### TEXT PASSAGE
[START]
RTO is specified as a time period and includes the time taken to restore data from back-up copies.

RPO can be specified in terms of the number of hours’ data that can be lost. In some applications, such as financial transaction processing, this may be zero – but satisfying such a requirement is likely to be expensive. The daily back-up specified by Konsort-Prinz implies an RPO of 24 hours’ data.

Responsiveness

Response time is the time taken for the system to respond to input. It can be specified as an average with an allowance for variability; for example, “an average of 300 ms with no more than 1% of responses taking more than 800 ms”. Alternatively, a maximum figure may be given; for example, “less than a second”.

When considering the overall system, different response times may be appropriate for different kinds of interaction. For example:

  • Product web page displayed in less than two seconds
  • Web purchase completed in less than 30 seconds

The time to respond to the end user is the most important response time figure. Unfortunately, you will never be able to specify that to a cloud supplier, because it always includes factors that are outside the supplier’s control. In all cases there are network delays between the cloud system and the end user. For IaaS and PaaS there are also delays due to application software and perhaps other programs that are your responsibility.

The most that you can specify is the processing and communications latency within the cloud system itself. This can be quite low; figures of the order of 1 ms are quoted by some providers. In contrast, for exchange of information over the Internet between a user and the service – which is what most consumers care about – you can expect a latency of 100 ms or more, perhaps even a second or more.

Part of the round-trip delay may be due to slow response by the provider. Cloud system response should be broadly comparable with that found in a non-cloud system. However, higher system utilization generally means slower response, so you should expect the response of a highly-utilized cloud system to be slower than that of an under-utilized system that you have in-house.

Also, there are sometimes additional delays due to virtualization. For example, there is a particular consequence of some resource pooling arrangements that can be a problem – known as “cold start” – on cloud systems. When a virtual processor has not been in use for a certain period, it is removed from its real processor to make room for others. When it is next required, it has to be re-loaded. An application that runs infrequently may thus have to be re-loaded every time, so that the response perceived by the user is very poor indeed. This has little effect on the response time averaged over all applications (which is probably the figure that the supplier will quote) but a big effect on one particular application (which may be the one that matters to you).

The lesson is that it is advisable to understand the cloud supplier’s architecture, and the way that your own software works, when specifying response time requirements.

Konsort-Prinz does not have unusual response time requirements, and believes that its application software will run on the cloud systems with similar response times to those that it has when running in-house. It does not specify a particular response time requirement for the cloud services that it will use. [Its management team is in for a nasty surprise – see Measuring and Tracking ROI.]

ViWi does not have unusual response requirements for user interactions, but it does have a need for frequent, rapid communications between the virtual widgets and a central support processing unit. It specifies latency of maximum 1 ms for these communications.
[END]
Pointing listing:
[START]
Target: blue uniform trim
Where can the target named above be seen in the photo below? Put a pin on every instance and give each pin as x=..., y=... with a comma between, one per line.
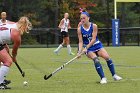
x=87, y=37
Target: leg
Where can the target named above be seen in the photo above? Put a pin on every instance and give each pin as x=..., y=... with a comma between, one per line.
x=68, y=45
x=103, y=53
x=59, y=47
x=98, y=66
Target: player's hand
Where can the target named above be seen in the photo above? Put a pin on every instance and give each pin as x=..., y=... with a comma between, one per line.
x=14, y=59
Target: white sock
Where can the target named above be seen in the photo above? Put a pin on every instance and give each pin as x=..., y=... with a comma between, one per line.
x=59, y=47
x=69, y=49
x=3, y=72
[END]
### INSTRUCTION 1
Return everything from "Part of the" down to "you have in-house." in the passage on cloud response times, word for word.
### INSTRUCTION 2
Update the listing from the line containing "Target: white sock" down to the end of the listing, changing "pin" to "marker" and keeping everything else the same. Return only those lines.
The passage and the listing have no connection to each other.

### PROBLEM SOLUTION 1
Part of the round-trip delay may be due to slow response by the provider. Cloud system response should be broadly comparable with that found in a non-cloud system. However, higher system utilization generally means slower response, so you should expect the response of a highly-utilized cloud system to be slower than that of an under-utilized system that you have in-house.

### PROBLEM SOLUTION 2
Target: white sock
Where can the target named above be seen in the photo above? Put a marker on every instance and give each marker as x=..., y=... with a comma between, one per line.
x=59, y=47
x=69, y=49
x=3, y=72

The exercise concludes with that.